* _To be done_
Rescale the data from the line containing "of the leaf" through the end of the data, both ends included. Repeat every line, with the requests unchanged, and multiply each coordinate in the answers by 1.05, rounding to whole numbers with halves going up.

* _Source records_
::::::::

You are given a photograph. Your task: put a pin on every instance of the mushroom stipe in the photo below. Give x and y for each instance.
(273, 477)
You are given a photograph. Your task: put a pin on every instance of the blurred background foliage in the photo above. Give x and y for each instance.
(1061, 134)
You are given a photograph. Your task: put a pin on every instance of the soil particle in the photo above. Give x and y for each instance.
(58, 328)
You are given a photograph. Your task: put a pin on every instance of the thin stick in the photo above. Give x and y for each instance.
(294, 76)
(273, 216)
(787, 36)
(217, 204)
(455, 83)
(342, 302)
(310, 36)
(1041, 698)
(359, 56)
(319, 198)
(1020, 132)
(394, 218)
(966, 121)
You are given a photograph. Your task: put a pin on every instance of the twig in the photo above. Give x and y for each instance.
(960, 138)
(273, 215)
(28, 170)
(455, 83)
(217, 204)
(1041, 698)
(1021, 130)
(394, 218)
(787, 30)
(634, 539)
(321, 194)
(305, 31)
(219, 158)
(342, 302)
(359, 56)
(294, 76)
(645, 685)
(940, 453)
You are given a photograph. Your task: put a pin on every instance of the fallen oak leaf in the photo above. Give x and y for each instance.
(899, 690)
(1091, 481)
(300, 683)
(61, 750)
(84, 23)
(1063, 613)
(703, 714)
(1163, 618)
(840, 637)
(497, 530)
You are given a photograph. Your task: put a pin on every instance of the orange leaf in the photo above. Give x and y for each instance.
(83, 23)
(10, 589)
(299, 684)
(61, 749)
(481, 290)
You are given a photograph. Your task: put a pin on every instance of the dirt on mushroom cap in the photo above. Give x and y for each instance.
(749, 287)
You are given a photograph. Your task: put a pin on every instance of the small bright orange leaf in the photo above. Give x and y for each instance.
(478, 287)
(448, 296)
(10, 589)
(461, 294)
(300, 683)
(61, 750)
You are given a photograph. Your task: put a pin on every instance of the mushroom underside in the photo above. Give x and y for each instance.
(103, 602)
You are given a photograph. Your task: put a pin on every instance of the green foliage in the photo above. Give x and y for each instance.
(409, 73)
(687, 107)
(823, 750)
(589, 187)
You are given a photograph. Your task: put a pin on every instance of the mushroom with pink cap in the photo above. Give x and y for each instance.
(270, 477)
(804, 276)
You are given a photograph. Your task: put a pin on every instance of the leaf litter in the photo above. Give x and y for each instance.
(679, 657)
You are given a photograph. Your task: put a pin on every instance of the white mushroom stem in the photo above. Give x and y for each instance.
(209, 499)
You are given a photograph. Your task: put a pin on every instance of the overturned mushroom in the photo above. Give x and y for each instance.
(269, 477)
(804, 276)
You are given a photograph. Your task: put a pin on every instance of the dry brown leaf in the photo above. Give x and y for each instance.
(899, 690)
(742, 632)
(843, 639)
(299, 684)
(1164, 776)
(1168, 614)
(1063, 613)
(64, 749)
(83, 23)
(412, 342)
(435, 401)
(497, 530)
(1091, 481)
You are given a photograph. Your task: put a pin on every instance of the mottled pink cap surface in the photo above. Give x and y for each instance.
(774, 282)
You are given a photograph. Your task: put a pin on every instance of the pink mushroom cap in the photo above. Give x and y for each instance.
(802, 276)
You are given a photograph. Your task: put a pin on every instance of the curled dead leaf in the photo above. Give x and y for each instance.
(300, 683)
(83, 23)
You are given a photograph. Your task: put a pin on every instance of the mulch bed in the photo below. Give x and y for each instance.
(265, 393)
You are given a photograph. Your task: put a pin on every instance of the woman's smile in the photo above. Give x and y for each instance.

::::::::

* _Exercise response_
You are given a photograph. Your task: put a pin on every instance of the leaf litter in the photo above. Give x and y for each instance.
(713, 690)
You are given a photograph. Your task: put a pin on every instance of the white mushroom stem in the photo above. Give x and y for each instance.
(219, 524)
You are given a photograph. Your task: put a pin on every instance of the overturned mushroom in the photo above. Give x and y for each instance.
(282, 501)
(844, 290)
You are given a photograph. Your task: put a pin on every instance of the dry brown leaf in the photo above. Give x and y for each instance.
(944, 725)
(779, 664)
(885, 671)
(314, 718)
(1222, 815)
(1226, 645)
(1116, 644)
(67, 786)
(87, 24)
(433, 359)
(457, 421)
(522, 557)
(1146, 505)
You are given a photograph. Your task: put a pin on every instance of the mottled pink cap surface in the photo above. Give x and y for each instance.
(813, 296)
You are given a photograph. Your task: put a pin on every instance of the pink mushroom cap in the photo above. Give x and y for each instance.
(842, 290)
You are given a photograph. Your task: put a pin on every instance of the curled dead leaf in the photo above. Give x and y for each instance.
(315, 717)
(87, 24)
You are given a photograph. Your task: put a pin on every instance of the mulch bed in the photo below. Give x and y for each instance.
(278, 413)
You are given a photograph. Your task: put a pin on every instance of the woman's smile in the photo above. Give x and y for each instance.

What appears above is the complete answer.